- **Exercice proposé 1**
Recopiez fidèlement le passage du texte retenu situé entre « Selon un rapport » et « contestation ultérieure ! », bornes comprises.
- **Exercice proposé 2**
D'après un rapport parlementaire français cité dans le texte retenu, quelle somme les firmes européennes auraient-elles perdue en dix ans ?

- **Texte retenu**
- - - - - - -

Elles se multiplient depuis 1977, sous couvert de la lutte contre la corruption et la pratique (nouvelle) des pots-de-vin versés par les entreprises pour gagner des marchés, puis sous prétexte de combat contre le terrorisme (malgré les relations établies entre les États-Unis, les Frères musulmans et les Saoudiens). En réalité l’objectif essentiel est d’imposer un leadership sur l’économie mondiale, y compris au détriment des alliés européens. La politique étasunienne est loin des rêves d’Adam Smith, malgré l’apologie officielle de la libre concurrence et des lois du marché. La généralisation des accords de libre-échange et leur abandon par les États-Unis ces dernières décennies en est la preuve. Tricher, y compris en usant de normes juridiques, est pour les néolibéraux étasuniens, une nécessaire source « d’efficacité» pour leurs grandes firmes. La plupart des pays, particulièrement ceux du Sud, n’y peuvent rien et leur économie, en permanence menacée, est subordonnée aux mesures fluctuantes des grands groupes nord-américains et des autorités de Washington qui les assistent. Ceux qui résistent en payent le prix !
Le président des États-Unis, qu’il soit républicain ou démocrate poursuit une politique de sanctions analogue[6] : c’est le président Clinton qui en 1996, par exemple, a signé la loi Helms-Burton qui a confirmé l’extraterritorialité de la loi Torricelli[7] adopté adoptée sous le président Bush père. Le président Obama a normalisé les relations avec Cuba, mais n’a pas modifié radicalement les échanges commerciaux, tandis que le président Trump a renforcé les sanctions…
On constate que dans le cadre du néolibéralisme, l’État n’est pas l’ennemi du marché. Il en est au contraire son protecteur et son accélérateur dans l’édification d’une globalisation où les oligopoles étasuniens occupent une place prépondérante[8]. Quant aux États européens, ils font preuve d’une faiblesse proche de la complicité : ils sont en effet prisonniers d’une contradiction difficile à dépasser entre les besoins d’émancipation économique vis-à-vis des intérêts étasuniens et l’inféodation politique, idéologique et militaire.
En 1996, par exemple l’Union européenne a déposé une plainte devant l’OMC contre des lois américaines sanctionnant toute firme faisant du commerce avec Cuba, l’Iran et la Libye. Devant les pressions de Washington, et en échange d’une promesse du président Clinton de ne pas poursuivre les entreprises européennes, la plainte a été immédiatement retirée.
Selon un rapport parlementaire français, les firmes européennes auraient perdu, en 10 ans, 40 milliards de dollars souvent après avoir reconnu leur culpabilité selon le droit étasunien, afin d’éviter un procès et après avoir accepté un « muzzle clause » interdisant toute contestation ultérieure !

- - - - - - -

- **Enregistrements fournis**
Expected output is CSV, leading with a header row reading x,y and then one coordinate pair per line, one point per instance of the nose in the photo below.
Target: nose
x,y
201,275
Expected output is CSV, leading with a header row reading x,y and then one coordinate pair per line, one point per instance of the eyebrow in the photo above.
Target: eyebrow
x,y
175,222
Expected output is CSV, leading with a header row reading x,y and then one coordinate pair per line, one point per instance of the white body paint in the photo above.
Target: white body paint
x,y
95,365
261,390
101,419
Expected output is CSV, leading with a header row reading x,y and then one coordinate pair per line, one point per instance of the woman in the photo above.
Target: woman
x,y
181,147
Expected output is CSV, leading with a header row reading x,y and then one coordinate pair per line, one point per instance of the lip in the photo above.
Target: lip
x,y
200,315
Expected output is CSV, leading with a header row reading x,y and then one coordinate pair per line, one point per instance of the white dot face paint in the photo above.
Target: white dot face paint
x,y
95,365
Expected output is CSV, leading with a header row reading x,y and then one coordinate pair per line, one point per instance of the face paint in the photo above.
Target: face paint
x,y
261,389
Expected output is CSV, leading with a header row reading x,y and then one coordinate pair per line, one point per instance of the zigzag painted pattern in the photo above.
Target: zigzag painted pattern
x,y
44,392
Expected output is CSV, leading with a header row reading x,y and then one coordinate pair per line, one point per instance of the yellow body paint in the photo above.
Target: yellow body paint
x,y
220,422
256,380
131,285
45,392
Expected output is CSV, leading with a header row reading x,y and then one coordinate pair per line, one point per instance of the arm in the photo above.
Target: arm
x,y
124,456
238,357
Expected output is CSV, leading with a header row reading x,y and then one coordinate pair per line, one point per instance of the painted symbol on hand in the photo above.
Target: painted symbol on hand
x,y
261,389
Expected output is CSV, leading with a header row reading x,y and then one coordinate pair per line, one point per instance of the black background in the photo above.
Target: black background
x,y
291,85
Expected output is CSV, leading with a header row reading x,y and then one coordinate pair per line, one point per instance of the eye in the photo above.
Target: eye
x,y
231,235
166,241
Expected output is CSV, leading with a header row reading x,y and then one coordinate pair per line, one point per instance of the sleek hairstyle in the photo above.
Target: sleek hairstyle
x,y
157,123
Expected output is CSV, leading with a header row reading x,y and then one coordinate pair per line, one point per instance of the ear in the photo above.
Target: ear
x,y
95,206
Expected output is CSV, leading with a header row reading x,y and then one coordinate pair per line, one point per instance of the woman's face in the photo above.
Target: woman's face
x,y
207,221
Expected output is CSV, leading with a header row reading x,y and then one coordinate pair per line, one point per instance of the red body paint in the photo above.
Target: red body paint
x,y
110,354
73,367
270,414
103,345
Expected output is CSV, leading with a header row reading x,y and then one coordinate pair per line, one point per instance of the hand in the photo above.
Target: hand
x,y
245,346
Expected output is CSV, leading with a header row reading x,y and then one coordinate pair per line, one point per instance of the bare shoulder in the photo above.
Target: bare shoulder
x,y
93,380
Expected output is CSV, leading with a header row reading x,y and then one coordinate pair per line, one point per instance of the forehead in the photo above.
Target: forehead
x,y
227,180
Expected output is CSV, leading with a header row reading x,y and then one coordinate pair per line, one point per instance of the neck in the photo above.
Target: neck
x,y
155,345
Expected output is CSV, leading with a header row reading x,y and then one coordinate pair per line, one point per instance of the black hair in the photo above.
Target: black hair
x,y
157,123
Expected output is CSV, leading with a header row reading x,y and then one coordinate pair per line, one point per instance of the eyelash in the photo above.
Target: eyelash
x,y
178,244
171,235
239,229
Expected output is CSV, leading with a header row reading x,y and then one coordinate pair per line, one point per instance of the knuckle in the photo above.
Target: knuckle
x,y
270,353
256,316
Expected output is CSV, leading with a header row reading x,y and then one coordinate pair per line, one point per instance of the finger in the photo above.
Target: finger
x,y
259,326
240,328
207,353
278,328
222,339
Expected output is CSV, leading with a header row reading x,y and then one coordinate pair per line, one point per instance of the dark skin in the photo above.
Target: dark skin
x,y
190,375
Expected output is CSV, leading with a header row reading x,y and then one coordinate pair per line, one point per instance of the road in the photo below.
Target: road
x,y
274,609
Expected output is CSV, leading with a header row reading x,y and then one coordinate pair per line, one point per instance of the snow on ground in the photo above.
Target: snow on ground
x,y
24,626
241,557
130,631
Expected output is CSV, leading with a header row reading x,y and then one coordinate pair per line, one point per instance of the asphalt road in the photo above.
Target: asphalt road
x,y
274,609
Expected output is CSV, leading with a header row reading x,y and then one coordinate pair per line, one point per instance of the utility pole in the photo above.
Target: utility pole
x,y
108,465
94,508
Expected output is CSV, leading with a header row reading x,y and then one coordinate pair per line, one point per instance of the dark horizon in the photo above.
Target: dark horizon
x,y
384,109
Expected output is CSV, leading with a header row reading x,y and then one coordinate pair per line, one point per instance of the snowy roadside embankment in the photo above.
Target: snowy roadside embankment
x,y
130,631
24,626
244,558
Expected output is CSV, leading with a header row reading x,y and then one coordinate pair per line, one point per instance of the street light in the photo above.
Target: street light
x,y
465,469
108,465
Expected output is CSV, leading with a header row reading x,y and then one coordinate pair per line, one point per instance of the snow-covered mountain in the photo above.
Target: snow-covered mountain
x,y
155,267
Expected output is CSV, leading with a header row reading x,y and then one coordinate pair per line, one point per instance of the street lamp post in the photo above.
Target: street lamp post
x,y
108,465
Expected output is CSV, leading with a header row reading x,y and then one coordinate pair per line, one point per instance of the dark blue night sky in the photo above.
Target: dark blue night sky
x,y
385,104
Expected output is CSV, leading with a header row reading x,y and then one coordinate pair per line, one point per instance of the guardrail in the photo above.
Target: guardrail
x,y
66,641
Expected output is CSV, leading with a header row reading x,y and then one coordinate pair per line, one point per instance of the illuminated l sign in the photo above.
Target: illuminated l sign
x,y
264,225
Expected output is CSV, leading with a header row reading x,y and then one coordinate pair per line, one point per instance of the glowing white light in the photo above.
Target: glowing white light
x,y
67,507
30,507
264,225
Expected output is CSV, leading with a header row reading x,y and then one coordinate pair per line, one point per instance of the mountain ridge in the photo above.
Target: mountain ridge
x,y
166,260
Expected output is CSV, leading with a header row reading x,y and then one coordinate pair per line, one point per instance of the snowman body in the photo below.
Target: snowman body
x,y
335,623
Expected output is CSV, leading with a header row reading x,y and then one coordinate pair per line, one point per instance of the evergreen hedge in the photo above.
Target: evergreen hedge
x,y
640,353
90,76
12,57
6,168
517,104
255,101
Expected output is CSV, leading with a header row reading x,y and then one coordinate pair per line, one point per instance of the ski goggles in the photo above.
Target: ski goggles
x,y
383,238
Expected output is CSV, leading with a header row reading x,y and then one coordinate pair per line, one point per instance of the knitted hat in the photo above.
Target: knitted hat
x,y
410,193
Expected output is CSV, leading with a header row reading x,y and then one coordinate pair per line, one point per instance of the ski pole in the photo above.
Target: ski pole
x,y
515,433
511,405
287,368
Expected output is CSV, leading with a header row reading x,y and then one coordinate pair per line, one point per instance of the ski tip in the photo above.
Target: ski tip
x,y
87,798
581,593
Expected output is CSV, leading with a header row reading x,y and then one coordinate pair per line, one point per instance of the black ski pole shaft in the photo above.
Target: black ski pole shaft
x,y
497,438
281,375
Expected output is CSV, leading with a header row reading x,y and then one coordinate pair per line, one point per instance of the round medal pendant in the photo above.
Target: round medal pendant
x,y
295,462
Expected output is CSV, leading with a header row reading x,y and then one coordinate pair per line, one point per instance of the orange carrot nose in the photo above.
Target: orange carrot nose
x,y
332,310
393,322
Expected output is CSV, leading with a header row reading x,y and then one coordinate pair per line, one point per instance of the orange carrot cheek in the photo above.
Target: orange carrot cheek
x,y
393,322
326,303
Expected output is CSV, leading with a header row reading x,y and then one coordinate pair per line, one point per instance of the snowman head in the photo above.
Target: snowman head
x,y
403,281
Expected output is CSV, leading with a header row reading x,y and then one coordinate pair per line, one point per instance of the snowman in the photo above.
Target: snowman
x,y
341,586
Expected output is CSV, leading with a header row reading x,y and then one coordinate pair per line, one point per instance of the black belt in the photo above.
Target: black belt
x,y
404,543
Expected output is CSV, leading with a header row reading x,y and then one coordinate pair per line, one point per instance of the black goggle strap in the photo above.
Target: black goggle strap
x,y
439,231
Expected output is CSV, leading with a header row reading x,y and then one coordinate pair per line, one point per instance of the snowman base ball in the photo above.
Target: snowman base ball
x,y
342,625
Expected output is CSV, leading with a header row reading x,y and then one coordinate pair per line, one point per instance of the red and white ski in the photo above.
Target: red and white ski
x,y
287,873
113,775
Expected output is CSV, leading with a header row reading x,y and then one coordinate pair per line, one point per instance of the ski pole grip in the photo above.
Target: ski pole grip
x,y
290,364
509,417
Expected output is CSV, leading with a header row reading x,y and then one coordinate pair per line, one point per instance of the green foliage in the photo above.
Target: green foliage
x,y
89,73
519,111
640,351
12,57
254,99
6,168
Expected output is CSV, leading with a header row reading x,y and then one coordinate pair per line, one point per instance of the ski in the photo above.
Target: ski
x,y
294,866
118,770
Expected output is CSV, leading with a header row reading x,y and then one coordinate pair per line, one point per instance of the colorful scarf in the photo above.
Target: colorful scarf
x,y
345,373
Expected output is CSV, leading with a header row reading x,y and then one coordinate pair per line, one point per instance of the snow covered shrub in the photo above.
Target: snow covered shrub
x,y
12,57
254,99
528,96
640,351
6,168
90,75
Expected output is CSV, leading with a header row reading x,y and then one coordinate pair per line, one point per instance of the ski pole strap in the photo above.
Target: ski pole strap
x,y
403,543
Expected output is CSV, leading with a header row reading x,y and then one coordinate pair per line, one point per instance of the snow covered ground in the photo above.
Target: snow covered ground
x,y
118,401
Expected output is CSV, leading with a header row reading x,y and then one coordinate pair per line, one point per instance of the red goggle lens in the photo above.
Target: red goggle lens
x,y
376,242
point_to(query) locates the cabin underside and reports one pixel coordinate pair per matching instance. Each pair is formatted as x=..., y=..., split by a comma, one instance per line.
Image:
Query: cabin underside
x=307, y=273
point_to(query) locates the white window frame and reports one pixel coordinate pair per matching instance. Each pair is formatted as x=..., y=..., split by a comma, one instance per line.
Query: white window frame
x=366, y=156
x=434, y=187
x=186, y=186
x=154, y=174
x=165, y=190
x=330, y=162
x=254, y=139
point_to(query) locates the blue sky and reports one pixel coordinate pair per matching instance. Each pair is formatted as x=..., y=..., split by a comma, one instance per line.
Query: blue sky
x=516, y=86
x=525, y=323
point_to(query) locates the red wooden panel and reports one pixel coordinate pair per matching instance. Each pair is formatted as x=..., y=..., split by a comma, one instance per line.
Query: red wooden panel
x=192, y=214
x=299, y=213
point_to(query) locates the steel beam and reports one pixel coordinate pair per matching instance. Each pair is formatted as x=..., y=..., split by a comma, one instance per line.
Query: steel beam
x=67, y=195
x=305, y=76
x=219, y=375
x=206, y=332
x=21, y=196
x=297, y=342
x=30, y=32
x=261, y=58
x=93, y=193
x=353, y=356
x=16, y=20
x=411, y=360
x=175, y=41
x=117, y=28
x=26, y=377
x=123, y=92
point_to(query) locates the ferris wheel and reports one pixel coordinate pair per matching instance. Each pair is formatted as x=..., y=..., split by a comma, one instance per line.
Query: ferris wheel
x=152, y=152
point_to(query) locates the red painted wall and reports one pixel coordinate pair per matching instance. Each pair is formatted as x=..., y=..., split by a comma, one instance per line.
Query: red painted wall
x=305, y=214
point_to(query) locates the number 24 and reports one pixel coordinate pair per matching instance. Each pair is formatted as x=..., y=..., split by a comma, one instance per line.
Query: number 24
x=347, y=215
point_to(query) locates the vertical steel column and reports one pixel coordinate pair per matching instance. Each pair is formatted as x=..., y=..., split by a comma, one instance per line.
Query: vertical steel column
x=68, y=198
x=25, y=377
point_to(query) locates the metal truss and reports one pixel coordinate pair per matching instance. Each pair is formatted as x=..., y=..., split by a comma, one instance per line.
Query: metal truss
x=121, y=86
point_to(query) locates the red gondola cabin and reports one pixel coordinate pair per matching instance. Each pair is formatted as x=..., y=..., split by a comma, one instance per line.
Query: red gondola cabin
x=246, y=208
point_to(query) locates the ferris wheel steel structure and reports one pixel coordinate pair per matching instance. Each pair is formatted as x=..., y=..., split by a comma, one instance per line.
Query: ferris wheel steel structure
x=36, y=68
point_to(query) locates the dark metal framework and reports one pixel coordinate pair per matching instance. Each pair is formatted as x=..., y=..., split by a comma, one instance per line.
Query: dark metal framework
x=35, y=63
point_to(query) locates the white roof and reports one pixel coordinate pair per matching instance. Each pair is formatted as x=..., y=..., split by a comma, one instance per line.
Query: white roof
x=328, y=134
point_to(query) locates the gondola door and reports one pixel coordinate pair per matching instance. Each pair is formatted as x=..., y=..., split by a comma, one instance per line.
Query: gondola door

- - - - - - -

- **Réponse attendue 1**
Selon un rapport parlementaire français, les firmes européennes auraient perdu, en 10 ans, 40 milliards de dollars souvent après avoir reconnu leur culpabilité selon le droit étasunien, afin d’éviter un procès et après avoir accepté un « muzzle clause » interdisant toute contestation ultérieure !

- **Réponse attendue 2**
Elles auraient perdu 40 milliards de dollars.